Written problem: Write out the stretch from the start of the items through the line that contains "[73, 339, 115, 409]" again, leaving the text lines unchanged and shifting every bounding box coordinate in the answers up by 136. Omit the pictures.

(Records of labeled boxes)
# # #

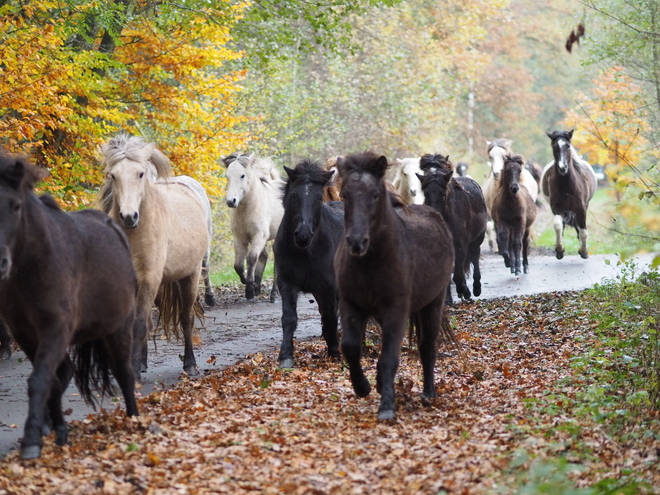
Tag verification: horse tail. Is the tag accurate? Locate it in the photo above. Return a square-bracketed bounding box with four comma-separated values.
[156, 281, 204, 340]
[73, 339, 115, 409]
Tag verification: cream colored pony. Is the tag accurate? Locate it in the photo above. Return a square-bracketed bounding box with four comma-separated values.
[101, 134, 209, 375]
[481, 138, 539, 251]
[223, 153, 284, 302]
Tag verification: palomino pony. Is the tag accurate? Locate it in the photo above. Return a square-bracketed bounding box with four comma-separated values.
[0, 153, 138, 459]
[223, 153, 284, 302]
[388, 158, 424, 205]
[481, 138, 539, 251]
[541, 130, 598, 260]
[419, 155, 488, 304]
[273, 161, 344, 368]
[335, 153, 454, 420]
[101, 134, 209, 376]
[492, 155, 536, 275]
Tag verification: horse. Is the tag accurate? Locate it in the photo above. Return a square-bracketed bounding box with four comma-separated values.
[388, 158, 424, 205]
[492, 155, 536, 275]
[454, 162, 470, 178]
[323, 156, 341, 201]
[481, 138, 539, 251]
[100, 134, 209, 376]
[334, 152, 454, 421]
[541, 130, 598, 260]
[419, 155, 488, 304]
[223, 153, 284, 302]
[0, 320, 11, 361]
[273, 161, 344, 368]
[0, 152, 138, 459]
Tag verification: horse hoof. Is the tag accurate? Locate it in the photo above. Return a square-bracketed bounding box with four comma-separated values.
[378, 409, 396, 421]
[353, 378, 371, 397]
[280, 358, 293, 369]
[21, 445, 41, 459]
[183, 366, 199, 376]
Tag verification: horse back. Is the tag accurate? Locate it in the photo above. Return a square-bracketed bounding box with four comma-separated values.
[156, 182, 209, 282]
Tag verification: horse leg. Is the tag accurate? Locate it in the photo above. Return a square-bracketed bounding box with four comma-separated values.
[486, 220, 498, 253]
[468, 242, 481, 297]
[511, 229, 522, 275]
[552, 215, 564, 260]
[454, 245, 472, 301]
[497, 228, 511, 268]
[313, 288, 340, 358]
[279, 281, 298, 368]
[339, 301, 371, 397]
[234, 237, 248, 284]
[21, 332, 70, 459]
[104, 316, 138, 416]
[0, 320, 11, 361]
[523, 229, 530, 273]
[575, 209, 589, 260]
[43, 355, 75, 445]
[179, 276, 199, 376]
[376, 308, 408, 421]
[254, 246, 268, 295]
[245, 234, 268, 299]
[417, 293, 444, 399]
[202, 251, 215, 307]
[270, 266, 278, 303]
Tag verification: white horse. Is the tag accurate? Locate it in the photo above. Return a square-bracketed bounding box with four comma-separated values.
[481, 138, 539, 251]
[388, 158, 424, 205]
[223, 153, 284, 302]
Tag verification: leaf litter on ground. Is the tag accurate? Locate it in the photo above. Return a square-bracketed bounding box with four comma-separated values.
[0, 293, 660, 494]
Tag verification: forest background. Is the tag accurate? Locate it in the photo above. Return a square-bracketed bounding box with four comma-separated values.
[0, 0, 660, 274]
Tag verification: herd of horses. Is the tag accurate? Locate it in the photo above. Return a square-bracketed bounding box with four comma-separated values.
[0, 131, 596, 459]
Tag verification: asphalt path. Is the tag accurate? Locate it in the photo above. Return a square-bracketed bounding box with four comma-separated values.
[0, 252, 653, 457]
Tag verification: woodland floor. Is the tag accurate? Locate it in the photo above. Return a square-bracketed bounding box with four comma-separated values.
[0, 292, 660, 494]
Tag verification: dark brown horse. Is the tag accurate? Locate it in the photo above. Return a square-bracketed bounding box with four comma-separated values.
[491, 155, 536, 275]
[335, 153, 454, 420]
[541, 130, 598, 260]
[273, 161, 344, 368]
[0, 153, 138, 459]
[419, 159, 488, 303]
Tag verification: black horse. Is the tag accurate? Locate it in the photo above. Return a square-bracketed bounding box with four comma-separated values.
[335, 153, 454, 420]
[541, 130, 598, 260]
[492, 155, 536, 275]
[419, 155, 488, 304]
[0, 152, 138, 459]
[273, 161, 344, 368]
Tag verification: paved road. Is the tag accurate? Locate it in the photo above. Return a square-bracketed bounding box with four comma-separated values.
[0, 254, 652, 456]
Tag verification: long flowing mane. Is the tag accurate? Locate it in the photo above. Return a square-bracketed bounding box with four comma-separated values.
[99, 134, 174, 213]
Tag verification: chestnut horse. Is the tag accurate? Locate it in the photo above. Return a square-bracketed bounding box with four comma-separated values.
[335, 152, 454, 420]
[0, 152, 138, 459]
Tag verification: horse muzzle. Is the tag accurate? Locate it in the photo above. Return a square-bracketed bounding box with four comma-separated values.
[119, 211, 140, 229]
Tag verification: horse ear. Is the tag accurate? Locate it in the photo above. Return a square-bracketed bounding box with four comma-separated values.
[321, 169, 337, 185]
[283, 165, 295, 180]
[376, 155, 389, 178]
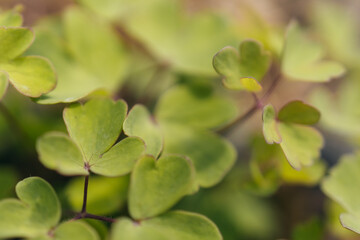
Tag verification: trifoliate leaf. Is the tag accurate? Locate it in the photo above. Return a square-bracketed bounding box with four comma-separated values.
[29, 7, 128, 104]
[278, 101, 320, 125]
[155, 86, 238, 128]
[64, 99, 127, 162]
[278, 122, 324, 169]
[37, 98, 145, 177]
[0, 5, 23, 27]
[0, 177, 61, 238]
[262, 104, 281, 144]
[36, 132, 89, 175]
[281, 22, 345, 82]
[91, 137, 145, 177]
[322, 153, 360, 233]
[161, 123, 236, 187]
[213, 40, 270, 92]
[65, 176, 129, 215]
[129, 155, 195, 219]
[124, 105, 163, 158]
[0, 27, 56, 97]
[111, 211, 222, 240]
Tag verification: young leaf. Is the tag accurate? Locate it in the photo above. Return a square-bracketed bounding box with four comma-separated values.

# # #

Exercise response:
Tag verification: horse tail. Is the tag accurate? Locate it in the photo above. Return a square-bracketed bounding box with four comma-separated values.
[292, 417, 340, 476]
[209, 475, 251, 545]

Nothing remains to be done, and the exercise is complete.